___ Tekstfragment

ECLI:NL:RBDHA:2024:7171

Rechtbank Den Haag

Datum uitspraak
6 mei 2024
Publicatiedatum
13 mei 2024
Zaaknummer
NL23.37589
Instantie
Rechtbank Den Haag
Type
Uitspraak
Procedures
  • Eerste aanleg - enkelvoudig
Rechters
  • B.F.Th. de Roos
Vindplaatsen
  • Rechtspraak.nl
AI samenvatting door LexboostAutomatisch gegenereerd

Afwijzing aanvraag verblijf op grond van de Richtlijn tijdelijke bescherming voor Oekraïense vreemdeling

In deze zaak heeft de Rechtbank Den Haag op 6 mei 2024 uitspraak gedaan in een bestuursrechtelijke procedure betreffende de afwijzing van een aanvraag voor verblijf op grond van de Richtlijn tijdelijke bescherming. De eiser, een Oekraïense vreemdeling, had bezwaar gemaakt tegen het besluit van de staatssecretaris van Justitie en Veiligheid, dat zijn aanvraag voor tijdelijke bescherming had afgewezen. De rechtbank heeft de zaak behandeld op 3 mei 2024 in Breda, maar de eiser en zijn gemachtigde zijn niet verschenen. De staatssecretaris was vertegenwoordigd door zijn gemachtigde.

De rechtbank oordeelde dat de eiser niet onder de Richtlijn tijdelijke bescherming valt, omdat hij al op 28 juli 2021 Oekraïne had verlaten om in Hongarije te werken. Dit betekent dat hij niet voldoet aan de voorwaarden die zijn gesteld in het Voorschrift Vreemdelingen 2000, dat bepaalt dat Oekraïense vreemdelingen alleen recht hebben op bescherming als zij na 26 november 2021 Oekraïne hebben verlaten. De rechtbank verwierp ook het beroep van de eiser op het gelijkheidsbeginsel, omdat de situatie van Oekraïners die om andere redenen zijn vertrokken niet vergelijkbaar is met die van Oekraïners die zijn ontheemd door de militaire invasie die begon op 24 februari 2022.

______

=== Opdrachteisen ===
**a.** Neem uit de uitspraak over tijdelijke bescherming het stuk van "De rechtbank oordeelde" tot en met "24 februari 2022." over en verwissel daarin "gelijkheidsbeginsel" voor "beginsel van gelijke behandeling".
**b.** Zet de uitspraak over tijdelijke bescherming voort na de laatste zin die er staat.
De lijst hierna heb je niet nodig.

___ Verstrekte gegevens

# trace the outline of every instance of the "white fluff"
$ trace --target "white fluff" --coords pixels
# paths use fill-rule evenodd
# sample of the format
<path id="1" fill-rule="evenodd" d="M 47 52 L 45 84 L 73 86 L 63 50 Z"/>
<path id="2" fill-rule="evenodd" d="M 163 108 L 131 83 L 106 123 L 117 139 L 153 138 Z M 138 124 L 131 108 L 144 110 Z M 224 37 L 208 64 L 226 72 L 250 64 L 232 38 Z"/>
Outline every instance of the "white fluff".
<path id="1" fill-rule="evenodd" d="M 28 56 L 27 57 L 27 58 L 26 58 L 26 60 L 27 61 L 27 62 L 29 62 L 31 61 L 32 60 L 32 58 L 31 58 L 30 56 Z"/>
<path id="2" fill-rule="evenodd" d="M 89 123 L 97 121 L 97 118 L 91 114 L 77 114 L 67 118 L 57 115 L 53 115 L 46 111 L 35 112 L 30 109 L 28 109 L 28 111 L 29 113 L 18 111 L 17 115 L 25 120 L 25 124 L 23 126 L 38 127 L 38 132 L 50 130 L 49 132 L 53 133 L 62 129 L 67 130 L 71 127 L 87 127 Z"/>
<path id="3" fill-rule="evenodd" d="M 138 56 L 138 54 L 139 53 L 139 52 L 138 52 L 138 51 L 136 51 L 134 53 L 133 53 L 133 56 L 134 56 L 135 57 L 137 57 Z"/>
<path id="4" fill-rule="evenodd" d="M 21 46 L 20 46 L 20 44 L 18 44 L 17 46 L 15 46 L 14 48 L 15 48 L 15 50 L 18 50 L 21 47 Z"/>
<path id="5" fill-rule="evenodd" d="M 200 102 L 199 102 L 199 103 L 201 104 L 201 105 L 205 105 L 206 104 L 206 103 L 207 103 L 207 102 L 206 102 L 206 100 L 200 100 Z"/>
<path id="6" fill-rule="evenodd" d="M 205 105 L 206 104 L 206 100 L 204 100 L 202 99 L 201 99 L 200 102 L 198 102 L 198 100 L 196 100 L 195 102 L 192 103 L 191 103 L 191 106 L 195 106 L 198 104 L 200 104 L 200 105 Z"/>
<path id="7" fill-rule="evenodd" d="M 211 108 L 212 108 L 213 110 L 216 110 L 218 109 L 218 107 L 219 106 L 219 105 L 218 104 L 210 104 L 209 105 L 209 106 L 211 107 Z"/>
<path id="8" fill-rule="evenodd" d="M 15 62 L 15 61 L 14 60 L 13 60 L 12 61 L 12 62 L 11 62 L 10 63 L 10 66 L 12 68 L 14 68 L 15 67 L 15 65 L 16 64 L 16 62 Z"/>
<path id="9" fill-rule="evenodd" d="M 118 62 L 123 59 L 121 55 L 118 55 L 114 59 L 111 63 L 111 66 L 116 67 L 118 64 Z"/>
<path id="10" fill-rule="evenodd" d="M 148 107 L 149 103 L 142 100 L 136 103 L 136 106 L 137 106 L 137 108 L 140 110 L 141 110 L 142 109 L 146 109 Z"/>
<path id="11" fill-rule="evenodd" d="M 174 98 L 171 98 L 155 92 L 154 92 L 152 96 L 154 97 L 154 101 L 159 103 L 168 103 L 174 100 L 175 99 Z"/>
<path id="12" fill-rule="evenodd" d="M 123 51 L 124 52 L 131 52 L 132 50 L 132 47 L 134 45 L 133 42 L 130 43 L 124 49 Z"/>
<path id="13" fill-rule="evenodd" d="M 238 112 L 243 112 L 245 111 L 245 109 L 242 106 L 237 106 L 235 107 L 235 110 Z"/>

______

=== Uitgewerkte opdrachten ===
**a.**
De rechtbank oordeelde dat de eiser niet onder de Richtlijn tijdelijke bescherming valt, omdat hij al op 28 juli 2021 Oekraïne had verlaten om in Hongarije te werken. Dit betekent dat hij niet voldoet aan de voorwaarden die zijn gesteld in het Voorschrift Vreemdelingen 2000, dat bepaalt dat Oekraïense vreemdelingen alleen recht hebben op bescherming als zij na 26 november 2021 Oekraïne hebben verlaten. De rechtbank verwierp ook het beroep van de eiser op het beginsel van gelijke behandeling, omdat de situatie van Oekraïners die om andere redenen zijn vertrokken niet vergelijkbaar is met die van Oekraïners die zijn ontheemd door de militaire invasie die begon op 24 februari 2022.

**b.**
De rechtbank concludeerde dat het bestreden besluit niet in strijd is met het evenredigheidsbeginsel en dat de eiser de mogelijkheid heeft om de asielprocedure in Nederland te doorlopen. De rechtbank verklaarde het beroep ongegrond en er was geen aanleiding voor een proceskostenveroordeling. De uitspraak is openbaar gemaakt en kan worden aangevochten bij de Afdeling bestuursrechtspraak van de Raad van State binnen vier weken na verzending van het proces-verbaal.

Uitspraak

RECHTBANK DEN HAAG

Zittingsplaats Middelburg
Bestuursrecht
zaaknummer: NL23.37589
proces-verbaal van de mondelinge uitspraak van de enkelvoudige kamer in de zaak tussen

[naam eiser] , V-nummer: [V-nr.] , eiser

(gemachtigde: mr. S. Kalu-Mollema),
en

de staatssecretaris van Justitie en Veiligheid,

(gemachtigde: mr. H.J. Metselaar).

Procesverloop

Met het bestreden besluit van 1 november 2023 heeft verweerder het bezwaar van eiser tegen de afwijzing van zijn aanvraag voor verblijf op grond van de Richtlijn tijdelijke bescherming [1] ongegrond verklaard.
De rechtbank heeft het beroep op 3 mei 2024 in Breda op zitting behandeld. Eiser en zijn gemachtigde zijn, met vooraf bericht, niet verschenen. Verweerder heeft zich laten vertegenwoordigen door zijn gemachtigde.
Na afloop van de zitting heeft de rechtbank onmiddellijk uitspraak gedaan.

Beslissing

Het beroep is ongegrond.

Overwegingen

1. Uit het Voorschrift Vreemdelingen 2000 [2] volgt dat vreemdelingen die de Oekraïense nationaliteit hebben slechts vallen onder de Richtlijn tijdelijke bescherming wanneer zij na 26 november 2021 Oekraïne hebben verlaten, in de periode van 27 november 2021 tot en met 23 februari 2022 naar het grondgebied van de Europese Unie zijn gereisd, of als zij kunnen aantonen dat zij in de periode vóór 27 november 2021 al in Nederland verbleven. Dit is een versoepeling van het Uitvoeringsbesluit [3] , waarin als peildatum 24 februari 2022 is vastgesteld.
2. Uit de stukken blijkt dat eiser al op 28 juli 2021 uit Oekraïne is vertrokken om in Hongarije te werken. Hij valt daarom niet onder de categorie vreemdelingen met de Oekraïense nationaliteit die recht heeft op bescherming als bedoeld in de richtlijn.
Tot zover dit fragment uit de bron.